Data records:
*** Block opens ***
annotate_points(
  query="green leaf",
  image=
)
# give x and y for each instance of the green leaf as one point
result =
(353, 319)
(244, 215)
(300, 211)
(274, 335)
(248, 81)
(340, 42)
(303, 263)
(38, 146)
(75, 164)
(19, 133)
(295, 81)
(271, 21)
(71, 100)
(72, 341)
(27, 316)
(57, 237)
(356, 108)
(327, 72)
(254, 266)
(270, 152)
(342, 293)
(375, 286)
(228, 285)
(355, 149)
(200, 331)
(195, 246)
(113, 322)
*** Block closes ***
» **Assigned task**
Go through the records and gather the lines that hold "green".

» **Exercise result**
  query="green leaf",
# give x and y for each instance of the green leaf as one point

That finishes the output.